- [What you will do]
Rewrite the records below, starting at the line that contains "In this exercise you will locate the dark flat" and ending at the end of the records. Replace "dark flat cap" with "black flat cap" and leave everything else unchanged.

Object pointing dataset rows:

-- BEGIN --

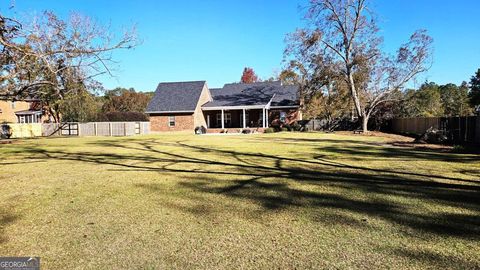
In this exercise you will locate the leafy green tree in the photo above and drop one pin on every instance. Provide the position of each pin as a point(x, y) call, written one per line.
point(455, 100)
point(125, 100)
point(79, 107)
point(474, 94)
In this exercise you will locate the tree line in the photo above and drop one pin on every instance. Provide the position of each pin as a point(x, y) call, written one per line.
point(119, 104)
point(58, 62)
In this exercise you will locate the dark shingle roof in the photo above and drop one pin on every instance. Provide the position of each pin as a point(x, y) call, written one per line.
point(240, 94)
point(176, 97)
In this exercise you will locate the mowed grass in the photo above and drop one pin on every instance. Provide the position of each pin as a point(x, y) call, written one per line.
point(288, 200)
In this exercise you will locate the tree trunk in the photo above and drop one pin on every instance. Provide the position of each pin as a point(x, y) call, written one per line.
point(364, 123)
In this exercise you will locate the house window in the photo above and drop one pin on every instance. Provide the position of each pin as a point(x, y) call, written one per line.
point(247, 118)
point(227, 119)
point(171, 121)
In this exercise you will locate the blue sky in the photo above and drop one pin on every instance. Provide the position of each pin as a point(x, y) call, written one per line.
point(214, 40)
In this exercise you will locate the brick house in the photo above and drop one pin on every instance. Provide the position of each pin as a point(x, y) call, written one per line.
point(189, 106)
point(21, 111)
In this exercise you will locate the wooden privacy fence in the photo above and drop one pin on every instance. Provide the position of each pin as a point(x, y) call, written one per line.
point(458, 129)
point(96, 129)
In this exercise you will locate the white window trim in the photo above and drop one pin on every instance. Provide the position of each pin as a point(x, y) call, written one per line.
point(170, 121)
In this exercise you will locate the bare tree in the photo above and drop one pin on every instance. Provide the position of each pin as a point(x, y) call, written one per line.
point(50, 58)
point(343, 33)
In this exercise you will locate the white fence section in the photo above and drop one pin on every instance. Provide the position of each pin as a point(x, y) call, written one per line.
point(96, 129)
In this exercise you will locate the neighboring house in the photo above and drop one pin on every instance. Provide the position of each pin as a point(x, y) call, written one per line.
point(186, 106)
point(24, 111)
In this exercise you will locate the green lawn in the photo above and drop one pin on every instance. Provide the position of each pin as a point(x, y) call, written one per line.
point(289, 200)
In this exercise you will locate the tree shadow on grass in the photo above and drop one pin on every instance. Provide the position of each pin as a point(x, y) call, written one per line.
point(274, 183)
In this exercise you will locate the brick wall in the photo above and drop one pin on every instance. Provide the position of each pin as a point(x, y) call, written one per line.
point(183, 122)
point(7, 113)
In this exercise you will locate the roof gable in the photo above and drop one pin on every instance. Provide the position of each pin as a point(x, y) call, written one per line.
point(240, 94)
point(176, 97)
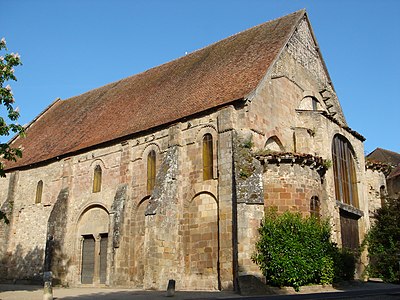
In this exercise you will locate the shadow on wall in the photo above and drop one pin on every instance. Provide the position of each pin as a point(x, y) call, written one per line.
point(59, 264)
point(23, 267)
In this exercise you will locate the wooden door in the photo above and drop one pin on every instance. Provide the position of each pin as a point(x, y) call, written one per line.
point(103, 257)
point(88, 259)
point(349, 230)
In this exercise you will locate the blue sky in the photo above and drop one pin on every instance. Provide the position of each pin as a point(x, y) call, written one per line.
point(69, 47)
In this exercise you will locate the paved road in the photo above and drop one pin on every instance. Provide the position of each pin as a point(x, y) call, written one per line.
point(363, 292)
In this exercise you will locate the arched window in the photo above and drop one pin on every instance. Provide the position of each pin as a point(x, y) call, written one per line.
point(382, 192)
point(344, 171)
point(151, 171)
point(39, 192)
point(314, 207)
point(97, 179)
point(207, 157)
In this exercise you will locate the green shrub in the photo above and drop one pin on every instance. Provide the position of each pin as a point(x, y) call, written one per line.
point(383, 242)
point(295, 251)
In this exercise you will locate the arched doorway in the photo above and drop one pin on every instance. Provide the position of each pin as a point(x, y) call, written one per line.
point(93, 228)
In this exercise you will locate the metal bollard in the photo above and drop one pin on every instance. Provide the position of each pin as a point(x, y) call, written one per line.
point(171, 288)
point(48, 288)
point(47, 291)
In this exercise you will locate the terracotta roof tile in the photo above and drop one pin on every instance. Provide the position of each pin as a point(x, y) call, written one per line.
point(210, 77)
point(385, 156)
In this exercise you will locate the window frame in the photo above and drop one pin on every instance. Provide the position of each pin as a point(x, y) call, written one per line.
point(344, 170)
point(39, 192)
point(97, 179)
point(208, 156)
point(151, 171)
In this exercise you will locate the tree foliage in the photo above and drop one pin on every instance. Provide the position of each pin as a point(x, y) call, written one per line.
point(8, 121)
point(383, 242)
point(296, 251)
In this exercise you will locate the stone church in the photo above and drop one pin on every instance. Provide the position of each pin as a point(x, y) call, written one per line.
point(167, 174)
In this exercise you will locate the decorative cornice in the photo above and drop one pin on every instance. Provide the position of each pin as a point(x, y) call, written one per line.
point(347, 128)
point(378, 166)
point(314, 162)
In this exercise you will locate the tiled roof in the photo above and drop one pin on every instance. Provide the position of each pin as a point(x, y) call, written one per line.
point(208, 78)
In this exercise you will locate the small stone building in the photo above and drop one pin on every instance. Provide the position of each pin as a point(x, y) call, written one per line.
point(166, 174)
point(390, 161)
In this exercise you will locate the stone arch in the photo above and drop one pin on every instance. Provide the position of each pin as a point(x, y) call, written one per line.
point(92, 230)
point(310, 102)
point(201, 241)
point(99, 162)
point(137, 259)
point(273, 143)
point(209, 128)
point(149, 147)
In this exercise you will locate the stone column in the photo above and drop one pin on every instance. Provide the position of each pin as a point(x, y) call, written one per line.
point(96, 275)
point(227, 223)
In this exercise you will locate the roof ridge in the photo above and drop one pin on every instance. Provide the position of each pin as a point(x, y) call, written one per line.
point(301, 11)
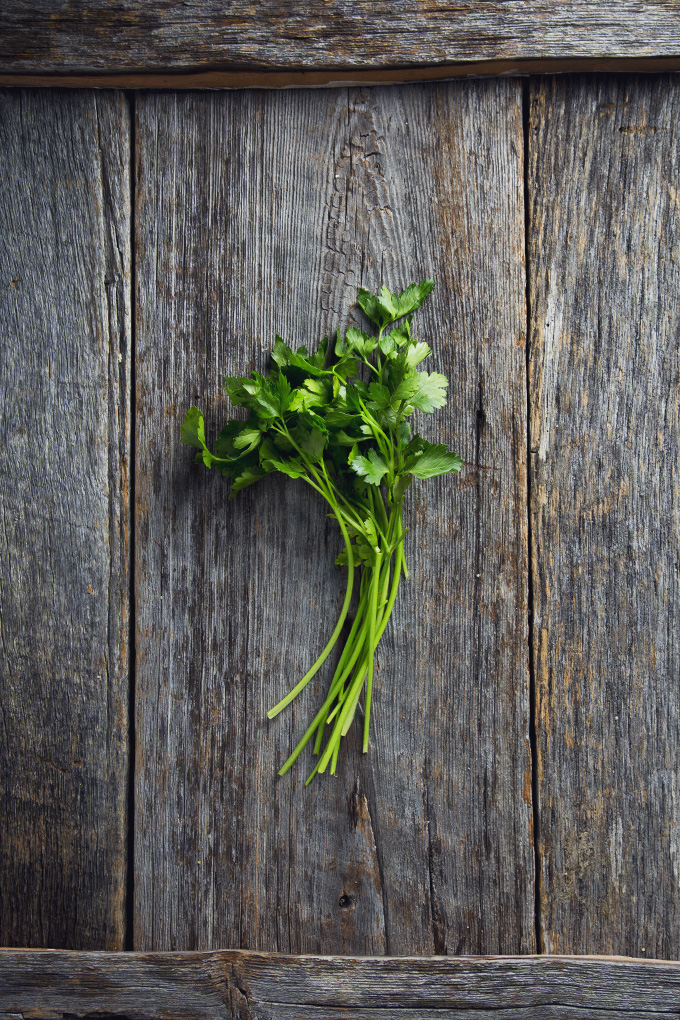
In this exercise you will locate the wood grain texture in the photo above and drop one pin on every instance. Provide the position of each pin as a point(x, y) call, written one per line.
point(263, 212)
point(64, 401)
point(259, 986)
point(605, 440)
point(73, 36)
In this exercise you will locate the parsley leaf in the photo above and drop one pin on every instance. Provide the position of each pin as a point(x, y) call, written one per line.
point(337, 422)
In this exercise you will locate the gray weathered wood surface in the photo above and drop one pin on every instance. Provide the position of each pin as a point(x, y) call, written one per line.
point(263, 212)
point(259, 986)
point(64, 544)
point(171, 36)
point(605, 436)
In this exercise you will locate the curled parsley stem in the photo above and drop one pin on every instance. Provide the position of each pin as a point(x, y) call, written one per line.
point(337, 419)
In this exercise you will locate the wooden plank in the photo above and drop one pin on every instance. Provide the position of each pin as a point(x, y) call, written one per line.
point(338, 78)
point(259, 986)
point(64, 399)
point(263, 212)
point(168, 36)
point(605, 440)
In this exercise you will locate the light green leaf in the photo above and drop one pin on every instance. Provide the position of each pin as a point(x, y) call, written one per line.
point(417, 353)
point(433, 460)
point(430, 392)
point(312, 444)
point(193, 429)
point(248, 440)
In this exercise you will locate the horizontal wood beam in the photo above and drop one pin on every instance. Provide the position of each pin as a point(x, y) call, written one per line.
point(337, 79)
point(239, 45)
point(253, 985)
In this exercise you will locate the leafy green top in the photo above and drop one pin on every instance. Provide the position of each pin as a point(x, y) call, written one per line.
point(314, 416)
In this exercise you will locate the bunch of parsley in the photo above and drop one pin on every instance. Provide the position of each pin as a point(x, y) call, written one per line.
point(340, 421)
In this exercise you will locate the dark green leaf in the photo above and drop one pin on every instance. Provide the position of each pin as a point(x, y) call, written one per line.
point(372, 468)
point(247, 477)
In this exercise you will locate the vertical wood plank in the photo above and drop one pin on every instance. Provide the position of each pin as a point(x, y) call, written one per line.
point(605, 439)
point(257, 213)
point(64, 333)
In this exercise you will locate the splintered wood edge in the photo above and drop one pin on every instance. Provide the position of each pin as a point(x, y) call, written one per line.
point(336, 79)
point(41, 982)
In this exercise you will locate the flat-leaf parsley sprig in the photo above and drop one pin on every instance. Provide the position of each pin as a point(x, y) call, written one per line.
point(338, 420)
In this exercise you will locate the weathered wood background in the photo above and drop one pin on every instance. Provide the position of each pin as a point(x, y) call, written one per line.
point(522, 791)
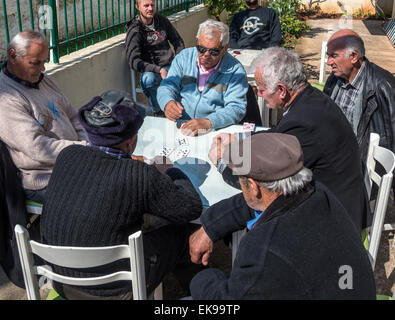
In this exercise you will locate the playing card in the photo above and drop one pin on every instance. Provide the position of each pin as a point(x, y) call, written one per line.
point(182, 141)
point(248, 126)
point(166, 151)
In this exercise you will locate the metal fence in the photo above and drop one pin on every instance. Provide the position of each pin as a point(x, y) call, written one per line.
point(73, 24)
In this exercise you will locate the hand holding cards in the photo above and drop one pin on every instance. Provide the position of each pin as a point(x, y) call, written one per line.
point(181, 149)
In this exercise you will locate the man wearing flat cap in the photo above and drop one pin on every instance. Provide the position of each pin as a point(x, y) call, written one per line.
point(97, 196)
point(300, 243)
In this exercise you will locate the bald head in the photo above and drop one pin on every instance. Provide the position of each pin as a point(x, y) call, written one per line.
point(346, 52)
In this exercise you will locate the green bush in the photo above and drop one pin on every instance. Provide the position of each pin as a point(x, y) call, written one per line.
point(216, 7)
point(292, 28)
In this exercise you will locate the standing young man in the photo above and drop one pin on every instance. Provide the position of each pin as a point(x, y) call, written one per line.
point(148, 48)
point(255, 28)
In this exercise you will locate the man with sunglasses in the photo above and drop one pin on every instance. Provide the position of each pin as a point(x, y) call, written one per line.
point(205, 85)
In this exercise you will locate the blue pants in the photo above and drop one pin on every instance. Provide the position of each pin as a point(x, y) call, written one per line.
point(150, 82)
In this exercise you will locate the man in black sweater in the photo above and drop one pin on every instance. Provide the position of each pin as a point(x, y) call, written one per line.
point(300, 245)
point(98, 194)
point(148, 48)
point(329, 145)
point(255, 28)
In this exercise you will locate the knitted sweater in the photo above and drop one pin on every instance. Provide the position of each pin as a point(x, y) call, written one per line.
point(223, 99)
point(94, 199)
point(296, 250)
point(36, 124)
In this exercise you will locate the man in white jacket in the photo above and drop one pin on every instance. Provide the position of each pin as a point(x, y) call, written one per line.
point(36, 119)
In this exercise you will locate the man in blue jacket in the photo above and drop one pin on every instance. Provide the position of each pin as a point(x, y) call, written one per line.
point(205, 84)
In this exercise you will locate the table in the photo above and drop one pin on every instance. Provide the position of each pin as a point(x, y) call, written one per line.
point(157, 133)
point(246, 58)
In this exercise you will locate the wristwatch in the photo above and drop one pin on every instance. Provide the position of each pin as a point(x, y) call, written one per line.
point(221, 165)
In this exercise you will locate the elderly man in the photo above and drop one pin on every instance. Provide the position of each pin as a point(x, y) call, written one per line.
point(362, 90)
point(148, 48)
point(329, 146)
point(256, 28)
point(36, 120)
point(98, 194)
point(205, 84)
point(300, 245)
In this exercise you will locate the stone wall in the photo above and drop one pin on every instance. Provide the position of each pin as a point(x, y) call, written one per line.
point(89, 72)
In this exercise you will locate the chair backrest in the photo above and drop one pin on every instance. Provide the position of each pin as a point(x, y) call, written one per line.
point(135, 90)
point(387, 160)
point(80, 257)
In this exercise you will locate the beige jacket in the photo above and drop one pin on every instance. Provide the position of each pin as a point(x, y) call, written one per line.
point(36, 124)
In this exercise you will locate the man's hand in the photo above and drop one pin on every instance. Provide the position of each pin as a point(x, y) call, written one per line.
point(200, 247)
point(173, 110)
point(192, 127)
point(218, 146)
point(163, 73)
point(162, 163)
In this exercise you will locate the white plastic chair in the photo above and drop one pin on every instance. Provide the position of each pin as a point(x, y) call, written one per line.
point(387, 159)
point(81, 257)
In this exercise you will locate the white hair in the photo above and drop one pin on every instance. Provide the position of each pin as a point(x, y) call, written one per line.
point(21, 41)
point(210, 27)
point(287, 186)
point(280, 65)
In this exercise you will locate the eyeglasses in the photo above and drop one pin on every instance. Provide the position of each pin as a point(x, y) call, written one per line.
point(213, 52)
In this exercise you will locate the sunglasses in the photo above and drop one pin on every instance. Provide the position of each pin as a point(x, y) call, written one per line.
point(213, 52)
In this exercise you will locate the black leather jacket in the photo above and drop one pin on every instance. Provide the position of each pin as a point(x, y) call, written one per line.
point(378, 109)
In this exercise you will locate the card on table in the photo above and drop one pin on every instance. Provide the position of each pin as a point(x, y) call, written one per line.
point(181, 152)
point(166, 151)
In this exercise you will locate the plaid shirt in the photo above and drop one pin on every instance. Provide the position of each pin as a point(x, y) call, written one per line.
point(116, 153)
point(348, 92)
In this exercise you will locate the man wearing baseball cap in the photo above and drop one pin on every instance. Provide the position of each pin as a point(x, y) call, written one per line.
point(300, 243)
point(97, 196)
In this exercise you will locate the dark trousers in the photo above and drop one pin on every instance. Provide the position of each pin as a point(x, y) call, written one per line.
point(165, 250)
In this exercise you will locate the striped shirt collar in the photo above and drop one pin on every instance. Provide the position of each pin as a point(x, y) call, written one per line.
point(19, 80)
point(116, 153)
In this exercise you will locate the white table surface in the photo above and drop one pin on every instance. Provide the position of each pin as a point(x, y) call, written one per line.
point(157, 133)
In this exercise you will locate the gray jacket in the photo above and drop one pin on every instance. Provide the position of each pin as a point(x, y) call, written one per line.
point(377, 107)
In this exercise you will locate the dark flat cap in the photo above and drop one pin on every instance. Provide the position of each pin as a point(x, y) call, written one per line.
point(109, 121)
point(265, 157)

-- END --

- [Written reply]
In this exercise you will locate the black flat cap in the photo above and drop one pin on every instance. Provide the position of each pin as a point(x, y) call, written one per line.
point(109, 121)
point(265, 157)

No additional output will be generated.